● READING PASSAGE
— start —
If you look hard enough, something positive has come out of this turbulent world politics and frenzy of electioneering - a Tory commitment to encourage smaller developments and off-site manufacture
In the last few months, international politics has been in the proverbial cocktail shaker, with the result that what were once familiar tipples now have entirely new tastes. A reality TV personality tycoon, who funded the Democrats and then took the Republicans hostage, is president of the US. A 39-year-old former Rothschilds banker founded a new party, En Marche, and is president of France with a mandate to modernise the country (good luck with that one, Monsieur Macron).
And as the election looms here at home, our own political mix is almost unrecognisable from just a couple of years ago, and I wonder if the result is to anyone’s taste. Before last year’s referendum, all UK political parties – bar Ukip – wanted to stay in the EU. Now only the Liberals dare represent the 16 million voters who wanted to remain. Ukip itself has realised its single mission and is a dead duck. The Labour Party, while veering to the left under a leader with 1970s nationalisation policies, has decided that £80,000 a year is a reasonable minimum wage before having to bear higher taxes. And lastly, the Conservative Party has been taken over by stealth and has become the “Theresa May Party” by an ex-Remainer promising Brexit at any cost and her own, surprising new collection of One Nation Theresa initiatives.
Most interesting among these is her pledge to build new council houses along with a new Right to Buy. She promises a £1.4bn investment and the encouragement of smaller developers and off-site prefabrication. Now, that’s actually a great mix!
A lawyer client of mine said to me: ‘Jack, the Romans built walls with bricks and roofs with clay tiles. You lot have not moved on much.’ Too true
When I was president of the RIBA, 10 years ago, the housing crisis had already hit. Back in the 1960s and 1970s governments built 100,000 houses a year. By the millennium, publicly funded housebuilding had ground to a halt and I reckoned we needed to build 250,000 a year for a while to catch up. Instead of which, we gave the responsibility for social housing, aka affordable housing, to the private sector as a “tax” on housebuilding. But in 2015/16 only 32,110 affordable homes were built, which was 52% down on the previous year. It’s not a reliable mechanism.
— end —
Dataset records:
— start —
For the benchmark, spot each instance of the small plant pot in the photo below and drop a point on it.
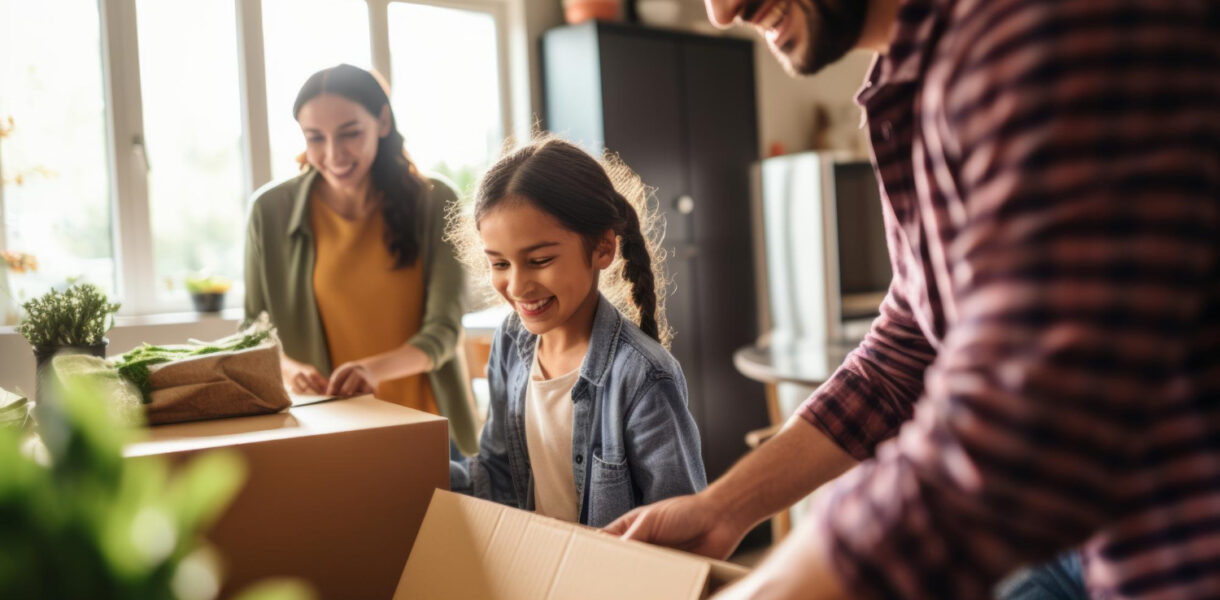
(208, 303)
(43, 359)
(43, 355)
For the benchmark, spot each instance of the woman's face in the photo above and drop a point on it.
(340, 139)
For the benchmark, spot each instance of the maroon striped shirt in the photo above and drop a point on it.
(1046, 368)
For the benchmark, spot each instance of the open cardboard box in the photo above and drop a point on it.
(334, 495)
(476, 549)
— end —
● REQUEST 1
Reproduce the records word for word, covering the stretch from the line containing "For the benchmark, spot each instance of the maroon" through the end of the records.
● REQUEST 2
Extend the commentary on UK housing policy, picking up right after its final sentence.
The text and the records have no connection to each other.

● EXPECTED ANSWER 1
For the benchmark, spot each instance of the maroon striped shirt in the photo above and drop a point on it.
(1046, 368)
For the benchmark, spot each instance of the open cardboard box in the photo above and drop a point on it.
(334, 495)
(476, 549)

● EXPECTED ANSWER 2
There is so much wrong with our housing policy and provision, particularly in the South-east; it’s difficult to know where to start. I went to see an elite London university last week to talk about regeneration, to be told that their first problem was retaining staff as they could not afford to live in or near London.
The basic problem is that supply and demand have been allowed to get totally out of sync. We live in smaller families and require a larger number of units to house them and of course our population has increased. We don’t build enough housing of any type and the major housebuilders eke out supply like diamond merchants eke out diamonds to maximise their profits. Private sales of land rarely come on open sale as deals are done off market by the housebuilders’ land agents. Most large pieces of building land are in public ownership, of some sort or another, and too often these are sold off in large parcels that only the “big boys” can afford, increasing their dominance.
The major housebuilders eke out supply like diamond merchants eke out diamonds to maximise their profits
As RIBA president I argued, with others, for minimum sizes for housing – mea culpa. These are now set out in the government’s minimum space standards so, for example, a one-bed flat with a double bedroom has to be a minimum of 50m2. This is a real shot in a Londoner’s foot as it makes the bottom rung of the ladder unaffordably high. Zone 1 and 2 prices rarely drop below £8,500/m2, making the minimum price for a flat £425,000. The Collective and other co-living providers have shown that there is a real need, and appetite for high-quality micro units with great ancillary facilities – a common wealth. However, unhelpfully, these cannot be provided under current planning law residential use class orders. But this sort of innovative thinking in the for-sale market could lower the bottom rung of the housing ladder in a fun and affordable way.
Finally, how we hand-build houses feels so out of date, so slow and so expensive. A lawyer client of mine said to me: “Jack, the Romans built walls with bricks and roofs with clay tiles. You lot have not moved on much” Too true. It’s taken a long time after the progressive collapse of the prefabricated 22-storey tower Ronan Point in 1968 for us to come back to really exploring the benefits of off-site construction. But, I think that we are getting there; volumetric, structural insulated panels and pre-cut kit systems are all being trialled and rolled out and the next decade could be very different with better, faster, cheaper and more sustainable housing construction.
So, who would have thought it, the side effect of beastly Brexit may be a new era of public housebuilding using modern methods of construction and breaking the dominance of the volume housebuilders. I’ll drink to that!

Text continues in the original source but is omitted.